■ **Quoted text**

Politics, You and Me


Getting involved in political or religious arguments is something I avoid. But that doesn’t mean I’m apathetic or don’t have opinions. I’m about as politically neutral a fellow as you will ever meet. And as far as preaching goes, I don’t. I believe what I believe and most of you wouldn’t believe what I believe – and thats okay. What I will say is that over the centuries a lot of people have died because of both politics and religion and the death tolls are still mounting.

The point of this – whatever this blog post is – is to state my feelings about why people are disenfranchised and unrepresented. It’s pretty clear that modern mass media has become a propaganda instrument, regardless which side of any argument they support. Despite every major issue having multiple aspects and varying shades of gray between the extremes, our political system, being dominated as it is by two major parties, the media portrays choices in terms of an artificial dichotomy. If pressed about other views and opinions they will outright tell you that you are wasting your vote unless you side with one or the other major political parties.


But that’s analyze that more closely. Somewhere between 25 and 30% of the population declares political affiliation with the Democratic Party. Roughly the same number declare membership in the Republican Party. What is misleading in these number is that they are based on party registration which in many states is required in order to vote in a primary election. In some states you can vote for the opposite party’s slate of candidates in a primary which confuses the matter even more since in those states it has happened that Democrat turn out to vote for the Republican candidate least likely to win against a Democratic opponent – and vice versa.

So I’m not sure how many Republicans or Democrats there really are but I have read that about 15% of the population identities themselves as liberal while somewhere between 15% and 20% state they are conservative. For argument’s sake, lets say that both extremes have about 17% of the population. That means 34% – a little more than one third of the voting aged public strongly supports one extreme political view over the other. But that about all those registered voters who claim they are Democrats or Republicans? Twenty-six to thirty percent of the public declares party affiliation without strong support. In election campaigns those are people who may or may not vote, or in polling terminology ‘the undecided’ voters. They are lumped in with the undecided who declare themselves ‘independent’ because those people sometimes vote as well. And, oddly enough, those independents comprise roughly 40% of the registered voters.

■ **Stored rows**
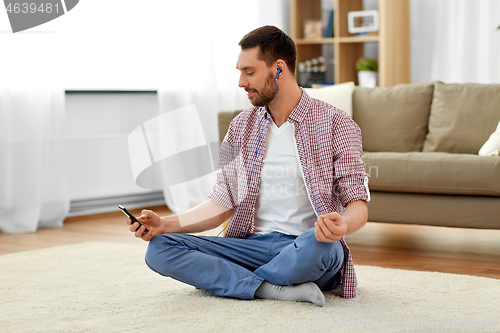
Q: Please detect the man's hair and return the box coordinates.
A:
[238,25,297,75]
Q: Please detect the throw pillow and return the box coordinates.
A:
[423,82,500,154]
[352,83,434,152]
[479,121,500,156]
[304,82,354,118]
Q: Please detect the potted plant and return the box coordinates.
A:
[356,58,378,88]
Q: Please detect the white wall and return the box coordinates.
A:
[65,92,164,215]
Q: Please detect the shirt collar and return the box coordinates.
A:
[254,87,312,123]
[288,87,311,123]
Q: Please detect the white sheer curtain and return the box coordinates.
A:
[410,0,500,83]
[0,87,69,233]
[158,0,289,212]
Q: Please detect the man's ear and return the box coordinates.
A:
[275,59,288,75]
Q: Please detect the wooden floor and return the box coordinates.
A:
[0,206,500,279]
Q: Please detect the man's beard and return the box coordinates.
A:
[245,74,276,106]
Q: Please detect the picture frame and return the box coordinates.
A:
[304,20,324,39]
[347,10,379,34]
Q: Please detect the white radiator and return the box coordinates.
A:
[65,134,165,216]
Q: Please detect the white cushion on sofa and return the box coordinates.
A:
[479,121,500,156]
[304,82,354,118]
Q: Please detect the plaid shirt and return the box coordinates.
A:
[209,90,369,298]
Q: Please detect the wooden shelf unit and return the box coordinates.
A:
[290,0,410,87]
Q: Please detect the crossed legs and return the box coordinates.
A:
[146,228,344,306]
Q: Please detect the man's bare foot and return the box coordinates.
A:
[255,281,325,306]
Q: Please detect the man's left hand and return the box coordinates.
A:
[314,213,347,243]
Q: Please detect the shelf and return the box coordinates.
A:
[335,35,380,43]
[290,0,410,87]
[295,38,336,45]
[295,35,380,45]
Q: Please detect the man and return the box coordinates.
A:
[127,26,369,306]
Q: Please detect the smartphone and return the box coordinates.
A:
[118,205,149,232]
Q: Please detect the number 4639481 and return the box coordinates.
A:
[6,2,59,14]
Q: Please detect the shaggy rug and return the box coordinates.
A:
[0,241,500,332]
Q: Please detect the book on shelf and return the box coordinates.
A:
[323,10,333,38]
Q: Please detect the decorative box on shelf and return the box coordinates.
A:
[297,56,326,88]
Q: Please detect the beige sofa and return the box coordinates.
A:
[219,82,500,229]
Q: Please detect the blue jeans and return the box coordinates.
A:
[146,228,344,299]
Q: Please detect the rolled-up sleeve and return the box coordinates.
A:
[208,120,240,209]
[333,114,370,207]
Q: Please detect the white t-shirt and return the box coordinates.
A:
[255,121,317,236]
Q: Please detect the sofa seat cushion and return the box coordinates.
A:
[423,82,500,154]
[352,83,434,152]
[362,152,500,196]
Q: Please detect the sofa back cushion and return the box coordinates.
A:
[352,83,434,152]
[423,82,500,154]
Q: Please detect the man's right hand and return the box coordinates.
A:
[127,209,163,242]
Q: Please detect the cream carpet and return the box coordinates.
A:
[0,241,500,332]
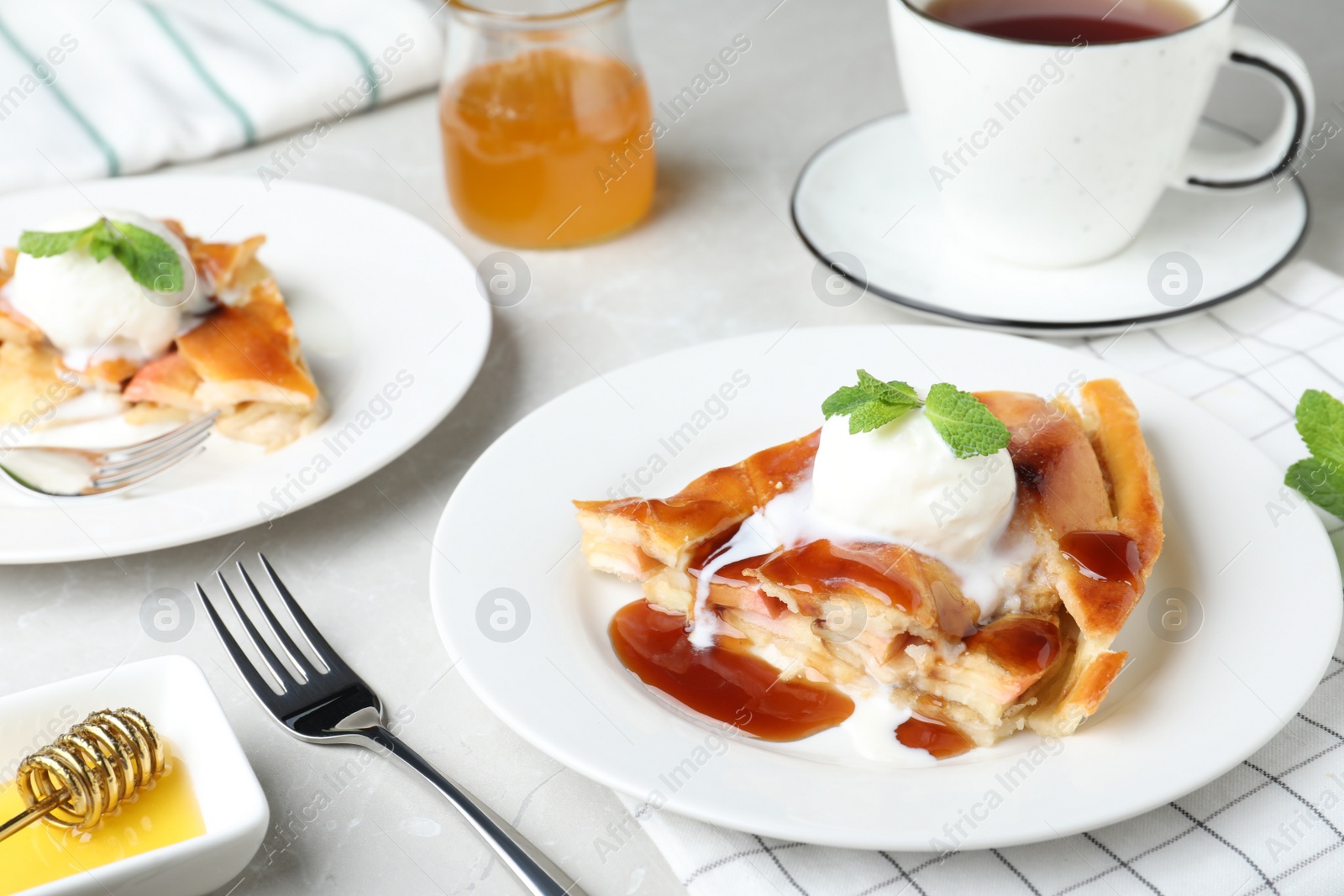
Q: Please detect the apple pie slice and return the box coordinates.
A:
---
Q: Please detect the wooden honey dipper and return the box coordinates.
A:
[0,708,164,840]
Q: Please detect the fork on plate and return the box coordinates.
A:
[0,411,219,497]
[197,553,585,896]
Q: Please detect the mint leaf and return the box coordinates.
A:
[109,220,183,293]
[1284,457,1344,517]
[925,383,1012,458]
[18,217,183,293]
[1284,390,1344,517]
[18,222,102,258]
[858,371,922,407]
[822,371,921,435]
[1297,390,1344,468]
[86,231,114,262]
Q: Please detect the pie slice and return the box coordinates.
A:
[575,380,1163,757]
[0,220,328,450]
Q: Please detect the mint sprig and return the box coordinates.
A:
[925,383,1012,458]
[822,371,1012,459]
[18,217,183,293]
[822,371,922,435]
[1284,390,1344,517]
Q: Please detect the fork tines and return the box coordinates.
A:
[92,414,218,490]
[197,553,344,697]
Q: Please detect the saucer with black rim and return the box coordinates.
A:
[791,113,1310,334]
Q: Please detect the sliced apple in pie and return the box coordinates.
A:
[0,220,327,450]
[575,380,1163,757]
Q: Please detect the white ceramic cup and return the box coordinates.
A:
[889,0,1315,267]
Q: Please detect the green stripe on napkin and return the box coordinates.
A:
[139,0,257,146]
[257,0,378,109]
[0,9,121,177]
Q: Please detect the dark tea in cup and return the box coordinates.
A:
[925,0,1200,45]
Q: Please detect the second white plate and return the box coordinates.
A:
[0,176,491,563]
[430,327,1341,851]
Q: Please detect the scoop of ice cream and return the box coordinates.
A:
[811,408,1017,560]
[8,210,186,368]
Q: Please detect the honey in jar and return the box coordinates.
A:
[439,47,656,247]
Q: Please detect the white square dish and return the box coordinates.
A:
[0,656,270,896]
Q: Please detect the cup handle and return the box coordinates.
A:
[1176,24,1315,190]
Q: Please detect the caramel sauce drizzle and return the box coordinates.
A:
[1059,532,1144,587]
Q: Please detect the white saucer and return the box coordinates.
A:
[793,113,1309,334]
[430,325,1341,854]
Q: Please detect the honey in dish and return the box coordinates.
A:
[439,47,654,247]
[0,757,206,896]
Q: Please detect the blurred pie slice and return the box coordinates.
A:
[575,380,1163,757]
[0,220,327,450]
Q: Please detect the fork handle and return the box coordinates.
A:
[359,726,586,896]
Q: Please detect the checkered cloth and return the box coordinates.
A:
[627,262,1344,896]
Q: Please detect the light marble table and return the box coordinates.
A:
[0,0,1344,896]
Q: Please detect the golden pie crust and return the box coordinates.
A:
==
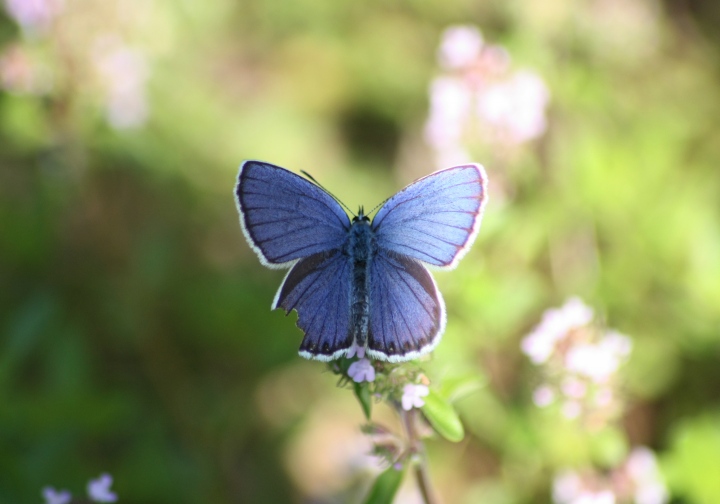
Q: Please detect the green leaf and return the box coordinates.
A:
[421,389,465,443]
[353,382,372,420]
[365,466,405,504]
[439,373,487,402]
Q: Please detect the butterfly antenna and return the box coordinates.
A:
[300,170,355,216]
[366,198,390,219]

■ **Objective A**
In the blog post on politics and voters, roughly what percentage of registered voters do the independents make up?
■ **Objective B**
Write the next part of the blog post on politics and voters, picking up after its final sentence.

■ **Task response A**
Roughly 40%.

■ **Task response B**
The media, pollsters and both political parties couldn’t care less about the voting aged people who don’t want to vote. They count on them staying home. To the media they are brain dead. Their minds have been numbed into apathy toward anything other than their favorite TV shows and sports teams. They do not pay attention to the news unless they have to – like in the vent of an emergency evacuation or severe weather. They work, pay taxes and pretty much do what they are supposed to do, which is stay away from the polls come election day. .

Now, I admit my numbers are estimates based on educated guesses from what I have read. They are not precise but I bet they are pretty close. Yet the mass media would have us believe that we must support either the liberal or the conservative point of view. How many times has a third party candidate throated to shake up an election? Remember the media telling you not to bother voting for that candidate because your vote won’t really count? But how can that be? Well, simply put, it is not the real case. Provided everyone who is declared independent and those who declare a leaning to one or the other party without firm support actually shifted their votes to a third party, that candidate could actually win. Historically it has happened, though not in recent times.

Instead of being divided 50-50 between Democrats and Republicans as the media would have us believe, the truth is quite different. A distinct plurality believe something between the two extremes that is largely unrepresented by either extreme of the political spectrum. Why else is it that around election time both major parties begin to modify their rhetoric to court votes from the centrist perspective? It’s because ┬áthe middle ground is where most Americans opinions reside.

The two political parties count of low election turnout because it supports their best interests. Their loyal supports numbers are effectively made much more important that way so, in effect, their votes count more. Historically between 40 and 50% of voting age people will not vote in any election. They remain disenfranchised because they are not motivated by either political party to go to the polls or request an absentee ballot. Neither major party cares all that much about them or what they believe. They assume those people won’t vote and pray they do not because they present an unknown variable in their scientific polls simply because they do not know much about them and couldn’t care less about finding out.


However, those people don’t vote because neither major party candidate excites them. The political parties do not express their views. If asked their opinions on elections they are likely as not to say they have none or that both candidates are despicable, though perhaps for different reasons, and therefore undesirable. Why bother voting for someone who puppets the platform of a political party that doesn’t represent the interests of a majority of people?

And so we end up with a government at every level that doesn’t reflect the interests or care for the needs of the majority.

The reason all this came to mind is that elections are less than a month away. Gasoline prices are trending down. Unemployment figures are also trending down. Imagine that! Seems like those in power plan to stay in power, depending on the people believing the illusion that things are getting better.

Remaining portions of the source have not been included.